[Given information — start]

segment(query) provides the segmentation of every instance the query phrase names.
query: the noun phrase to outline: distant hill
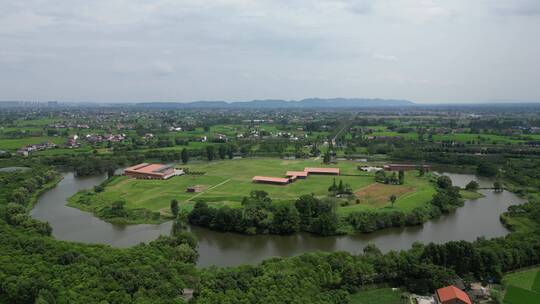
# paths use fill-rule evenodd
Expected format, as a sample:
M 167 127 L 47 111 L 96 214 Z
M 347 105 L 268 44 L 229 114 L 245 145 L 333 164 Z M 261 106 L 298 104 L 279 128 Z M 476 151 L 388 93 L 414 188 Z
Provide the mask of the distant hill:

[Given information — finish]

# Your instructions
Your answer must be the lines from the one containing "M 167 127 L 47 111 L 96 214 Z" through the last line of the entries, copied exactly, with no other lines.

# Task output
M 167 127 L 47 111 L 96 214 Z
M 347 105 L 268 44 L 229 114 L 245 145 L 333 164 Z M 261 106 L 298 104 L 279 128 Z M 476 151 L 388 93 L 414 188 Z
Provide the mask of the distant hill:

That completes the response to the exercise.